[Opening Source data section]

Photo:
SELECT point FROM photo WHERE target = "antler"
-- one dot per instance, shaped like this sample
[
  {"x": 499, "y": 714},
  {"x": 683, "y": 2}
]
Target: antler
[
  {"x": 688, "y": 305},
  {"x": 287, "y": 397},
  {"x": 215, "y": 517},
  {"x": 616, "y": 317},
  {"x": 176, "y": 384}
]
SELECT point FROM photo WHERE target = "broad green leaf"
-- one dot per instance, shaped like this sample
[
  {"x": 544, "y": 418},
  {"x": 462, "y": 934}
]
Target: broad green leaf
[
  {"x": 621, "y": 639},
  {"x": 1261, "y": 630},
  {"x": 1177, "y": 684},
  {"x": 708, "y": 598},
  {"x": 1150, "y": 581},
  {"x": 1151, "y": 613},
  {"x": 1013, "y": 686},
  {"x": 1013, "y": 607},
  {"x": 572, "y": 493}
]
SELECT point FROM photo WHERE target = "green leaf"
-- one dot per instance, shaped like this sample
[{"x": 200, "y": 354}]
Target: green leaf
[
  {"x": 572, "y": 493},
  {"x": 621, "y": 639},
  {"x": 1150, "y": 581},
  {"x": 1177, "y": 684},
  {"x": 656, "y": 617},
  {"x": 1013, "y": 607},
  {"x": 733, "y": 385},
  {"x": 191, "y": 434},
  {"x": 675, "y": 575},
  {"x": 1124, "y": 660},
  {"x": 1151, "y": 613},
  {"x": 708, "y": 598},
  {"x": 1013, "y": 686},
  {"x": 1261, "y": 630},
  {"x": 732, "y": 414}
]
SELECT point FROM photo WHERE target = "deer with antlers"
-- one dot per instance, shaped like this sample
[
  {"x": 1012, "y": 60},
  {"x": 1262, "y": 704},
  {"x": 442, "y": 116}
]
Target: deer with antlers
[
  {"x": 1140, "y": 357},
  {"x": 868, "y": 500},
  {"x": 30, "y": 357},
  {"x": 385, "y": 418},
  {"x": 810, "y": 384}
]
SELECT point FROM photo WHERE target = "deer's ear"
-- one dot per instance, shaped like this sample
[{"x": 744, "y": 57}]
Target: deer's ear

[Closing Source data section]

— Problem to solve —
Write out every record exactly as it appears above.

— Task answer —
Photo:
SELECT point FROM photo WHERE target = "antler"
-- one dot per instance, shaped like this sample
[
  {"x": 499, "y": 714},
  {"x": 683, "y": 2}
]
Target: antler
[
  {"x": 688, "y": 305},
  {"x": 287, "y": 397},
  {"x": 215, "y": 517},
  {"x": 616, "y": 317},
  {"x": 176, "y": 384}
]
SELECT point FROM photo WHERE target = "broad green leaf"
-- one dot per instance, shaped like this sample
[
  {"x": 544, "y": 418},
  {"x": 462, "y": 934}
]
Target: broad green leaf
[
  {"x": 621, "y": 639},
  {"x": 1261, "y": 630},
  {"x": 1177, "y": 684},
  {"x": 708, "y": 598},
  {"x": 1150, "y": 581},
  {"x": 1151, "y": 613},
  {"x": 1013, "y": 686},
  {"x": 1013, "y": 607},
  {"x": 572, "y": 493}
]
SELECT point FROM photo WHERE target = "green leaf"
-- one dot per instance, shaped like this sample
[{"x": 200, "y": 354}]
Target: green leaf
[
  {"x": 572, "y": 493},
  {"x": 621, "y": 639},
  {"x": 1150, "y": 581},
  {"x": 1177, "y": 684},
  {"x": 656, "y": 617},
  {"x": 1013, "y": 607},
  {"x": 733, "y": 385},
  {"x": 191, "y": 434},
  {"x": 675, "y": 575},
  {"x": 1124, "y": 660},
  {"x": 1151, "y": 613},
  {"x": 708, "y": 598},
  {"x": 1013, "y": 686},
  {"x": 1261, "y": 630},
  {"x": 732, "y": 414}
]
SELECT point FROM photo WHERE target = "deer with antlers"
-- one dot per instance, shaped like this sample
[
  {"x": 1012, "y": 60},
  {"x": 1262, "y": 704},
  {"x": 442, "y": 116}
]
Target: deer with antlers
[
  {"x": 1140, "y": 357},
  {"x": 868, "y": 500},
  {"x": 30, "y": 357},
  {"x": 385, "y": 418},
  {"x": 810, "y": 384}
]
SELECT point FROM photo WHERE target = "deer's ear"
-- one dot per instance, shaped like this sample
[{"x": 744, "y": 57}]
Target: deer's ear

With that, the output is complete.